Stated problem
Copy each of the items below word for word, reproducing every line with no changes.

(Location labeling records)
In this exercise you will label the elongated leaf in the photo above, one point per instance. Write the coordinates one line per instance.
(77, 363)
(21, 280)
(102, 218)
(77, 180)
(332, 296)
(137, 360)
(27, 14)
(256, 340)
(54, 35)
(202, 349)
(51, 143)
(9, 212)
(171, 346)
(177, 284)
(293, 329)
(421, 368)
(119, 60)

Response
In this exercise you will label the elongated leaf in the photo above, one point per instance. Write the coordinates one line per instance.
(77, 363)
(21, 280)
(102, 218)
(77, 180)
(332, 296)
(137, 360)
(27, 14)
(256, 340)
(54, 35)
(202, 349)
(51, 143)
(9, 212)
(171, 346)
(177, 284)
(293, 329)
(421, 368)
(119, 60)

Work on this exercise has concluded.